● **What you are asked to do**
Please update these lines by replacing "outline each instance" with "trace every instance" wherever it occurs, changing nothing else and leaving the pictures out.

● **Stored rows**
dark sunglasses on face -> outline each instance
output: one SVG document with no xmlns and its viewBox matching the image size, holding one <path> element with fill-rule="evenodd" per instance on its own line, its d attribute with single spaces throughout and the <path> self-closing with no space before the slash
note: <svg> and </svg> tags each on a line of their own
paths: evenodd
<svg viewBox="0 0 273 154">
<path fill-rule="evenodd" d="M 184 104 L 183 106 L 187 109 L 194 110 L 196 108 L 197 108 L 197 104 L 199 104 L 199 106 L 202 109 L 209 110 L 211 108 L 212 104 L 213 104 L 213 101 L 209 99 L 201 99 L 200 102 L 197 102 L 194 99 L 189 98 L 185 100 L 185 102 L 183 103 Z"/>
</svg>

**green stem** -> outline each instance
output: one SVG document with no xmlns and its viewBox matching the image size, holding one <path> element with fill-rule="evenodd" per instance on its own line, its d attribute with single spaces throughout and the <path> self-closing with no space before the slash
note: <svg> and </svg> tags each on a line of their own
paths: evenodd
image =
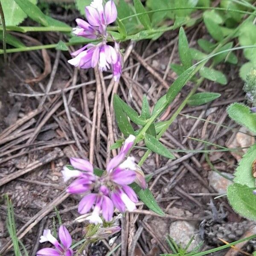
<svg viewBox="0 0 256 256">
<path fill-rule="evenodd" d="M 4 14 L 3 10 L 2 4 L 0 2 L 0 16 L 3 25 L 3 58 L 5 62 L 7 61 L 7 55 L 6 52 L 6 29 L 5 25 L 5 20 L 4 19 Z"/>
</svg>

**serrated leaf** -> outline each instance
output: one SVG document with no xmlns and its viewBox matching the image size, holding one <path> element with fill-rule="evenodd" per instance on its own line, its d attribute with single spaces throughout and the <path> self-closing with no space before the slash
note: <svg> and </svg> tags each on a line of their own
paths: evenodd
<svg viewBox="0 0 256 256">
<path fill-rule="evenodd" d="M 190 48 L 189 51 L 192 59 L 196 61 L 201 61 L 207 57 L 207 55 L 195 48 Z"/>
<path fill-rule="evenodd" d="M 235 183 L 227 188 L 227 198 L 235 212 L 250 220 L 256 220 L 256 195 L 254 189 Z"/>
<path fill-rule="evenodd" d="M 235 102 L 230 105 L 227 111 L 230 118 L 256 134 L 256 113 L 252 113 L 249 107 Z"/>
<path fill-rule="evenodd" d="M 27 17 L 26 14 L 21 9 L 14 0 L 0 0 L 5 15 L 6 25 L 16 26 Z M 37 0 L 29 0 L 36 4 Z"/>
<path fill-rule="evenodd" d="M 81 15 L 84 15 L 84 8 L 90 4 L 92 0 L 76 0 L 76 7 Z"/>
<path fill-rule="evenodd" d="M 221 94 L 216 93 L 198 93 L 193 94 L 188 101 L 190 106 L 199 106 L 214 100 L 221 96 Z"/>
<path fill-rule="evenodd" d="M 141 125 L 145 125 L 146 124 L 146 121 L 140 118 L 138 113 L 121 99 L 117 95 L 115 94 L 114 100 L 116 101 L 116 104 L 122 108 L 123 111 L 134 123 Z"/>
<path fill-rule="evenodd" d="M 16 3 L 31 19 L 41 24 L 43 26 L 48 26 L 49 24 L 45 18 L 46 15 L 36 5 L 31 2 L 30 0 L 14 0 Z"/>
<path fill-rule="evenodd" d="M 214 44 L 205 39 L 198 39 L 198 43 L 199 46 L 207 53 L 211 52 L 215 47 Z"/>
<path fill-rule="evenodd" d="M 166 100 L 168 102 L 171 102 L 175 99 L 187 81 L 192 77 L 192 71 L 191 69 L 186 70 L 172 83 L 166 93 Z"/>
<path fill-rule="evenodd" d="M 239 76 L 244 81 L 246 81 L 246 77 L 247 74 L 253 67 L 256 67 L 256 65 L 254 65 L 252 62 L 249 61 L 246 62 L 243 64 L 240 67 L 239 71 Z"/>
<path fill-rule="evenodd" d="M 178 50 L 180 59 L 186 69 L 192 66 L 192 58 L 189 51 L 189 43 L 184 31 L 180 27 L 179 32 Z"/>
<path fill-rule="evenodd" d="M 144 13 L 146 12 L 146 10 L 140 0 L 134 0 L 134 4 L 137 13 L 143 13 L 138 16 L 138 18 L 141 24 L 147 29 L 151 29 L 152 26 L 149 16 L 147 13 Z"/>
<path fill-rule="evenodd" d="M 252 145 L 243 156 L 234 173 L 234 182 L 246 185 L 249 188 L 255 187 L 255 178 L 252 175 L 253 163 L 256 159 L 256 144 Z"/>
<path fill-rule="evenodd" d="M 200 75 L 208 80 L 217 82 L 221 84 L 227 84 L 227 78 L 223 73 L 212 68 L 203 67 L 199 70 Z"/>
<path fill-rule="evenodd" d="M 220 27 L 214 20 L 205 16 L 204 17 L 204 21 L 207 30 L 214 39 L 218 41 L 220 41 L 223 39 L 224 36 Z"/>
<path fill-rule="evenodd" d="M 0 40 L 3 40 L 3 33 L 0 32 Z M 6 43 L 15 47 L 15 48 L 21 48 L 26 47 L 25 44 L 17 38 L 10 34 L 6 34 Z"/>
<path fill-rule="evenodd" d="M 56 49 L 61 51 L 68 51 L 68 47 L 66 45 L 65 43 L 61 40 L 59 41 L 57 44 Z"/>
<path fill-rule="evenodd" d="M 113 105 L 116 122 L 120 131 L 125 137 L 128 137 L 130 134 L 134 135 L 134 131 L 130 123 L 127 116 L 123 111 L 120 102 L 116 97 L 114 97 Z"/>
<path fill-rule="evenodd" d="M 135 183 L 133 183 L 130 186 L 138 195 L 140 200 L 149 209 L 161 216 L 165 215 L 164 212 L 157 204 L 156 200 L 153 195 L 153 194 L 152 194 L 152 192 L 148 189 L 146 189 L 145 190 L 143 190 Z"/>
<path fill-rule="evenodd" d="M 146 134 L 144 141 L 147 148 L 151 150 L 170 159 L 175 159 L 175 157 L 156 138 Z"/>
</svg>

● **Reply to the task**
dark sunglasses on face -> trace every instance
output: one SVG document with no xmlns and its viewBox matching the image size, holding one <path> element with fill-rule="evenodd" per instance on its own line, its d attribute with single spaces throughout and the <path> self-closing with no space before the slash
note: <svg> and </svg> tags each on a line of their own
paths: evenodd
<svg viewBox="0 0 273 154">
<path fill-rule="evenodd" d="M 184 104 L 183 106 L 187 109 L 194 110 L 196 108 L 197 108 L 197 104 L 199 104 L 199 106 L 202 109 L 209 110 L 211 108 L 212 104 L 213 104 L 213 101 L 209 99 L 201 99 L 200 102 L 197 102 L 194 99 L 189 98 L 185 100 L 185 102 L 183 103 Z"/>
</svg>

**green stem** -> trace every instance
output: one SVG document with no xmlns and its viewBox matching the image size, holding one <path> element with fill-rule="evenodd" per instance on its own line, its d attribute with single spaces throughout and the <path> self-closing with no space before the slash
note: <svg> and </svg> tags each on a line of their own
paths: evenodd
image =
<svg viewBox="0 0 256 256">
<path fill-rule="evenodd" d="M 4 14 L 3 10 L 2 4 L 0 2 L 0 16 L 3 25 L 3 58 L 5 62 L 7 61 L 7 55 L 6 52 L 6 29 L 5 25 L 5 20 L 4 19 Z"/>
</svg>

**serrated leaf** -> trace every instance
output: one SVG document with no xmlns and its viewBox matching the image size, holding one <path> element with fill-rule="evenodd" per instance on its own line, its d attribute with single spaces throughout and the <path> self-closing with no space before the slash
note: <svg> and </svg> tags each on a line of their own
paths: evenodd
<svg viewBox="0 0 256 256">
<path fill-rule="evenodd" d="M 190 48 L 189 51 L 192 59 L 196 61 L 201 61 L 207 57 L 207 55 L 195 48 Z"/>
<path fill-rule="evenodd" d="M 235 183 L 227 188 L 227 198 L 235 212 L 250 220 L 256 220 L 256 195 L 254 189 Z"/>
<path fill-rule="evenodd" d="M 235 102 L 230 105 L 227 111 L 230 118 L 256 134 L 256 113 L 252 113 L 249 107 Z"/>
<path fill-rule="evenodd" d="M 27 17 L 26 14 L 21 9 L 14 0 L 0 0 L 5 15 L 6 25 L 16 26 Z M 37 0 L 29 0 L 36 4 Z"/>
<path fill-rule="evenodd" d="M 81 15 L 84 15 L 84 8 L 90 4 L 92 0 L 76 0 L 76 7 Z"/>
<path fill-rule="evenodd" d="M 221 94 L 216 93 L 198 93 L 193 94 L 188 101 L 190 106 L 199 106 L 214 100 L 221 96 Z"/>
<path fill-rule="evenodd" d="M 141 125 L 145 125 L 146 124 L 146 121 L 140 118 L 138 113 L 121 99 L 117 95 L 115 94 L 114 100 L 116 101 L 116 104 L 122 108 L 123 111 L 134 123 Z"/>
<path fill-rule="evenodd" d="M 16 3 L 31 19 L 41 24 L 43 26 L 48 26 L 49 24 L 45 18 L 46 15 L 36 5 L 31 2 L 30 0 L 14 0 Z"/>
<path fill-rule="evenodd" d="M 214 44 L 205 39 L 198 39 L 198 43 L 199 46 L 207 53 L 211 52 L 215 47 Z"/>
<path fill-rule="evenodd" d="M 166 100 L 168 102 L 171 102 L 175 99 L 187 81 L 192 77 L 192 71 L 191 69 L 186 70 L 172 83 L 166 93 Z"/>
<path fill-rule="evenodd" d="M 239 76 L 244 81 L 246 81 L 246 77 L 247 74 L 253 67 L 256 67 L 256 65 L 254 65 L 252 62 L 249 61 L 246 62 L 243 64 L 240 67 L 239 71 Z"/>
<path fill-rule="evenodd" d="M 178 50 L 180 59 L 186 69 L 192 66 L 192 58 L 189 51 L 189 43 L 184 31 L 180 27 L 179 32 Z"/>
<path fill-rule="evenodd" d="M 144 13 L 146 12 L 146 10 L 140 0 L 134 0 L 134 4 L 137 13 L 143 13 L 138 16 L 138 18 L 141 24 L 147 29 L 151 29 L 152 26 L 149 16 L 147 13 Z"/>
<path fill-rule="evenodd" d="M 252 145 L 243 156 L 234 173 L 234 182 L 246 185 L 249 188 L 255 187 L 255 178 L 252 175 L 253 163 L 256 159 L 256 144 Z"/>
<path fill-rule="evenodd" d="M 200 75 L 208 80 L 217 82 L 221 84 L 227 84 L 227 78 L 223 73 L 212 68 L 203 67 L 199 70 Z"/>
<path fill-rule="evenodd" d="M 220 27 L 214 20 L 205 16 L 204 17 L 204 21 L 207 30 L 214 39 L 218 41 L 220 41 L 223 39 L 224 36 Z"/>
<path fill-rule="evenodd" d="M 0 40 L 3 40 L 3 33 L 0 32 Z M 6 43 L 15 47 L 15 48 L 21 48 L 26 47 L 25 44 L 17 38 L 10 34 L 6 34 Z"/>
<path fill-rule="evenodd" d="M 56 49 L 61 51 L 68 51 L 68 47 L 66 45 L 65 43 L 61 40 L 59 41 L 57 44 Z"/>
<path fill-rule="evenodd" d="M 113 105 L 116 122 L 120 131 L 125 137 L 128 137 L 130 134 L 134 135 L 134 131 L 130 123 L 127 116 L 123 111 L 120 102 L 116 97 L 114 97 Z"/>
<path fill-rule="evenodd" d="M 135 183 L 133 183 L 130 186 L 138 195 L 140 200 L 149 209 L 161 216 L 165 215 L 164 212 L 157 204 L 156 200 L 153 195 L 153 194 L 152 194 L 152 192 L 148 189 L 146 189 L 145 190 L 143 190 Z"/>
<path fill-rule="evenodd" d="M 146 134 L 144 141 L 147 148 L 151 150 L 170 159 L 175 159 L 175 157 L 156 138 Z"/>
</svg>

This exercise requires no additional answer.